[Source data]
************

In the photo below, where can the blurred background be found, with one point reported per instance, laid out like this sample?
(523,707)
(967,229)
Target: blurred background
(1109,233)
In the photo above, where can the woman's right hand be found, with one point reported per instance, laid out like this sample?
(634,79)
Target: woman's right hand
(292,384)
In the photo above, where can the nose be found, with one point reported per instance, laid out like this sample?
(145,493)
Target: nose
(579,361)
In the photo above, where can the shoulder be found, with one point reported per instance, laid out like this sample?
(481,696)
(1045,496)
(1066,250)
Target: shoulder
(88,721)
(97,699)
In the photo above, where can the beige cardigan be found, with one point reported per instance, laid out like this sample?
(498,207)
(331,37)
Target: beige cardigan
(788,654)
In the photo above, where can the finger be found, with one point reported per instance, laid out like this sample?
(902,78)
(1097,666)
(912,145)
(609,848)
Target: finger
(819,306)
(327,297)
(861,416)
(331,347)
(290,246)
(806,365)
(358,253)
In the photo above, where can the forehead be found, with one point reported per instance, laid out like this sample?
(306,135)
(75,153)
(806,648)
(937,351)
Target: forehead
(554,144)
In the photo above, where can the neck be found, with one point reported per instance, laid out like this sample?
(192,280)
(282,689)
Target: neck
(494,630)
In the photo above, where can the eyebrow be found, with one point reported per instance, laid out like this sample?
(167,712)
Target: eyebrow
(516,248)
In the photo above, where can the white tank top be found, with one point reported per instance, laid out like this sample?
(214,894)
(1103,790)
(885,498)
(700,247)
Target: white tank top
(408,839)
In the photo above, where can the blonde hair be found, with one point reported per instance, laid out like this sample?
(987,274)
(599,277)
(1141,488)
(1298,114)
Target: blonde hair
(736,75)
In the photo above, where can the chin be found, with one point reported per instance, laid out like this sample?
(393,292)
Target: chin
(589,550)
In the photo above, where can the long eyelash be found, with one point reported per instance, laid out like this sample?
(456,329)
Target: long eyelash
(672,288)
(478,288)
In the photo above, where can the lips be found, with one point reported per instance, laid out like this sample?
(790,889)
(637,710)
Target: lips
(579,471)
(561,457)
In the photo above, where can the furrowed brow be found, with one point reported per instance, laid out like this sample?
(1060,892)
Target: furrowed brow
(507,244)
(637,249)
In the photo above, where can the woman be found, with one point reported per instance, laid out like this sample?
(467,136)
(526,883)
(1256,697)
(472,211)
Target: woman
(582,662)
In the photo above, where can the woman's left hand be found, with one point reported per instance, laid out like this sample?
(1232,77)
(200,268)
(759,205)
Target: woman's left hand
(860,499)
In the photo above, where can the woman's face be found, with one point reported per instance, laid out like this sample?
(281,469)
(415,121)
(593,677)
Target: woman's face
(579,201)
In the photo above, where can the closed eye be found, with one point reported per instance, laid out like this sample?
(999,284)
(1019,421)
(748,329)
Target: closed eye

************

__Work to do__:
Format everything from the row containing "In the photo above, where can the woman's left" down to the final row of the source data as a numbered list, leaving out any blank lines.

__Expected answer__:
1. In the photo above, where can the woman's left hand be found, with one point reported per instance, laid out like this sample?
2. (1232,77)
3. (200,268)
4. (759,205)
5. Target: woman's left hand
6. (860,499)
7. In the photo above, where can the woman's face be found, with one point reported per instance, laid out like this sample?
8. (281,469)
9. (415,121)
10. (593,677)
11. Target: woman's face
12. (579,201)
13. In the photo above, where can the closed eye be found, with one point reported per instance, laid out like this sample?
14. (999,284)
15. (1019,421)
16. (748,329)
17. Target: closed eye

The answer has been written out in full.